[START PAGE]

Bank in corruption scandal to get $200m lifeline from state as thousands of customers queue to withdraw savings
The Afghan government is preparing a $200m (£130m) bailout for the country’s biggest commercial bank, which is mired in a corruption scandal that has prompted a rush by thousands of customers to close their accounts.
Officials at the country’s Central Bank confirmed that regulators asked the Ministry of Finance on Saturday for permission to make the huge loan from the country’s reserves to help prop up Kabul Bank.
There are widespread suspicions that the payment has already been made. Large queues continued to form outside Kabul Bank branches across the country on Sunday as desperate customers tried to withdraw their money.
Security guards put up razor wire in front of the largest branch in Kabul to prevent anxious customers getting in.
Although the Central Bank has reserves worth $4.5bn (£2.9bn), the $200m figure is an enormous amount for one of the world’s poorest countries. The Afghan government’s entire tax revenues are just $1.2bn a year.
At the weekend the US Treasury department insisted that no US money would go into the bailout of a bank that got into financial trouble in part by buying luxury properties in Dubai, which were then used as the private homes of shareholders and other friends of the bank’s management.
Earlier, Mahmoud Karzai, a brother of the president, who owns 7% of the bank’s shares, had called for a US financial guarantee. Today the bank’s spokesman said he had no information about a bailout.
The prospect of so much public money being used to prop up a bank reeling from allegations of corruption prompted an angry response from Abdullah Abdullah, the leader of the opposition movement, who competed against Karzai in last year’s fraud-marred presidential election.
“Mr Karzai himself assured the citizens of Afghanistan that we were going to save the bank. Which money?” he asked. “The money belongs to the people of Afghanistan – it is not anybody’s private entity.”
He said he feared the cash would be used to prop up the bank, which would then continue with “business as usual”. That has included unorthodox business practices, such as the flouting of rules designed to prevent risky lending.

[END PAGE]

EXERCISE TASKS
a: What does the Kabul Bank article give as the Afghan government's entire annual tax revenues?
b: Write out the passage of the Kabul Bank article starting with "There are widespread" and going on through "customers getting in.".
The records that follow come from a separate source unrelated to the Kabul Bank article.

[START SUPPLIED INFORMATION]

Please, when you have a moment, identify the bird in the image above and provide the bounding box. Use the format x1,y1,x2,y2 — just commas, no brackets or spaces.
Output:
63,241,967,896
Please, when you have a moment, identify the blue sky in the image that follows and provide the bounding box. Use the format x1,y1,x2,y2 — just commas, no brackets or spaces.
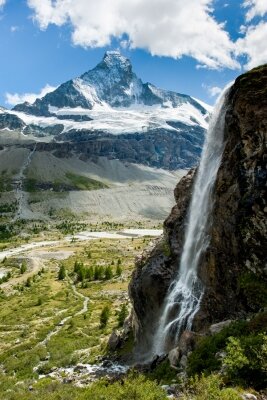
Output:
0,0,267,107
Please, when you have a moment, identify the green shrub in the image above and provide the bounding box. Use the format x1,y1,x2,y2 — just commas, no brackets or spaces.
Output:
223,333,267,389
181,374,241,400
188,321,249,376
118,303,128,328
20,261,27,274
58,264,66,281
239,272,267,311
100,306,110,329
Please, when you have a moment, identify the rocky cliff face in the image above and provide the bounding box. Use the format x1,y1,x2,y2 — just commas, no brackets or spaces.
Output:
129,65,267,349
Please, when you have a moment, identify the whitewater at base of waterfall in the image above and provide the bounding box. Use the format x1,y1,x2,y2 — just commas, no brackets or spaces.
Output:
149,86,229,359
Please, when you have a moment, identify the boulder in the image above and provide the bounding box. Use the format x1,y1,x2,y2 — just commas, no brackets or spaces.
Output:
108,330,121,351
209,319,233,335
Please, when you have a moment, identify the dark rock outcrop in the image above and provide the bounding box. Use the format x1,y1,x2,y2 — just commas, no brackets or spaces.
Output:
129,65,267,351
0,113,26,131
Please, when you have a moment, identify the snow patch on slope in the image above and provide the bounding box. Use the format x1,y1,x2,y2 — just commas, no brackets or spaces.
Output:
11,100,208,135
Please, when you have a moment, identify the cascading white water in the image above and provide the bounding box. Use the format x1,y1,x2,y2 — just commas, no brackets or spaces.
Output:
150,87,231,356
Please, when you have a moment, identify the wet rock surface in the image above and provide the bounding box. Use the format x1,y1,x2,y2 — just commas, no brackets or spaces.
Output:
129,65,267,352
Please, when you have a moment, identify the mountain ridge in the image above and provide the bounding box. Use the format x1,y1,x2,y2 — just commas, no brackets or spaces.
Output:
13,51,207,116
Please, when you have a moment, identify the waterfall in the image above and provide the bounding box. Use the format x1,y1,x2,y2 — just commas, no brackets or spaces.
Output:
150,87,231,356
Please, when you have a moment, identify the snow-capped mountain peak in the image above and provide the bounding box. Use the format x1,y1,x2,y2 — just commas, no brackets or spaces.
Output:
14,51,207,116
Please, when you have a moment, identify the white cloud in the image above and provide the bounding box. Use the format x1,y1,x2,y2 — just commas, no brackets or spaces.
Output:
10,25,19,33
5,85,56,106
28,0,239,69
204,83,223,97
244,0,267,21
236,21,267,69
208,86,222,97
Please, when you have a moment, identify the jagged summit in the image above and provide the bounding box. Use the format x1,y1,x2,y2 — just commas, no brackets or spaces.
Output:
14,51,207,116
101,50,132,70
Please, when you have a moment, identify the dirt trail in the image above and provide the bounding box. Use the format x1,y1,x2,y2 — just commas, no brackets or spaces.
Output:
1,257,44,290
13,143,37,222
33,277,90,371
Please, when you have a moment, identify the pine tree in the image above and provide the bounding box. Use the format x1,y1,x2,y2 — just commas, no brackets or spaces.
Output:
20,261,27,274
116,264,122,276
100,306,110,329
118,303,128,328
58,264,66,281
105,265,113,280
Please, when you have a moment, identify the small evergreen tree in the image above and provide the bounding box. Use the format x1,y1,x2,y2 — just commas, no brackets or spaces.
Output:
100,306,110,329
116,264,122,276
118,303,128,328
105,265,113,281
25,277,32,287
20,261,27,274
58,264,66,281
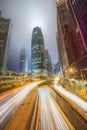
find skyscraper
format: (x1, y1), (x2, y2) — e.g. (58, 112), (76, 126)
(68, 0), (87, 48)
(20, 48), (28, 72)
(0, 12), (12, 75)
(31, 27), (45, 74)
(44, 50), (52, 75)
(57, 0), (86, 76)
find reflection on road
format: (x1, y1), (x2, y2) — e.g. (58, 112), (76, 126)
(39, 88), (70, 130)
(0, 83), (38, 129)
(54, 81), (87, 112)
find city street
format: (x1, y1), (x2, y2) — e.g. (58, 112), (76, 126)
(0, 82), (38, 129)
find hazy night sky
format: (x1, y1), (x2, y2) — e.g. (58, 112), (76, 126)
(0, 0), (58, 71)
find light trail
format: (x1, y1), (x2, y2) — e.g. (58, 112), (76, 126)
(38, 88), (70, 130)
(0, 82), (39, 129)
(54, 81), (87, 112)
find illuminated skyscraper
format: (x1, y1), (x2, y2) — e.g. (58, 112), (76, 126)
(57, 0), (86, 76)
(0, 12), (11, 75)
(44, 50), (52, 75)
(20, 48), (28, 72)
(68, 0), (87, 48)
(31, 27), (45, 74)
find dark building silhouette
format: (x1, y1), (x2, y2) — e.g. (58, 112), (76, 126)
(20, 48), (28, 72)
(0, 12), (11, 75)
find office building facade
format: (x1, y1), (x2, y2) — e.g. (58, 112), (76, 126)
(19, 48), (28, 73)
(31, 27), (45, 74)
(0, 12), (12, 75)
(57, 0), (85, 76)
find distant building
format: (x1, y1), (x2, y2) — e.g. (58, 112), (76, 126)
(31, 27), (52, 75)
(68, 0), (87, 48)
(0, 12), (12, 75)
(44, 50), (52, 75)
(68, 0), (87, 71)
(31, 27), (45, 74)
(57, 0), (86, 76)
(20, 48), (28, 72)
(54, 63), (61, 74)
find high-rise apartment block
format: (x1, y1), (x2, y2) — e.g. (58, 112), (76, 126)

[END SUPPLIED INFORMATION]
[START SUPPLIED INFORMATION]

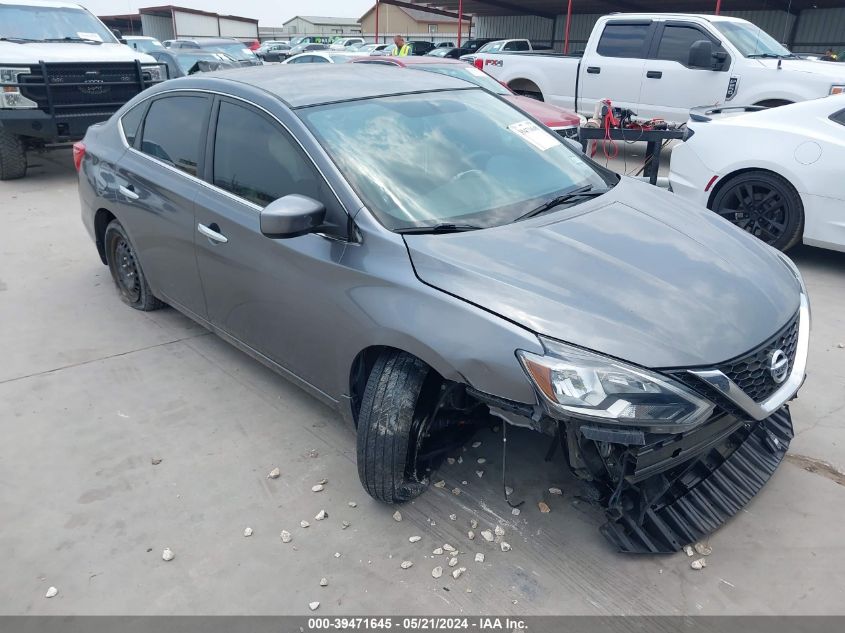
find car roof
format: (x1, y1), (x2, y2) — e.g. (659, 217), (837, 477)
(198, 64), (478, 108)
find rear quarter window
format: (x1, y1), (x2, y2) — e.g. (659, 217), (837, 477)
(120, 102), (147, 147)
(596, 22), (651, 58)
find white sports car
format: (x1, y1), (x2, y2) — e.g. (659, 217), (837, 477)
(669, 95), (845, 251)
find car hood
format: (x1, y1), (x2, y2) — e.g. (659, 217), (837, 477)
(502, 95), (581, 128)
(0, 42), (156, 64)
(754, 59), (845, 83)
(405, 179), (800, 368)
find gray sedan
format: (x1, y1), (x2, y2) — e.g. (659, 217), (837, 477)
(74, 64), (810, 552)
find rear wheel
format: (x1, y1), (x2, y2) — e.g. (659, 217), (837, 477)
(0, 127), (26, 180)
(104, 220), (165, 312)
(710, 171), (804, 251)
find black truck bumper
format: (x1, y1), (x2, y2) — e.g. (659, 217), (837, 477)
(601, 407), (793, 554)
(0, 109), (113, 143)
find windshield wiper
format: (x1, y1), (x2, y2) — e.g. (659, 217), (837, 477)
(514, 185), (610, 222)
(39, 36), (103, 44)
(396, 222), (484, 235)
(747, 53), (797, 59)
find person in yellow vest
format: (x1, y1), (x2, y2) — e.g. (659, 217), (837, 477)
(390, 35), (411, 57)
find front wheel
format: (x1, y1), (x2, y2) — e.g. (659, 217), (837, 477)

[END SUPPLIED INFORMATION]

SOLUTIONS TO EACH TASK
a: $1.2bn a year.

b:
There are widespread suspicions that the payment has already been made. Large queues continued to form outside Kabul Bank branches across the country on Sunday as desperate customers tried to withdraw their money.
Security guards put up razor wire in front of the largest branch in Kabul to prevent anxious customers getting in.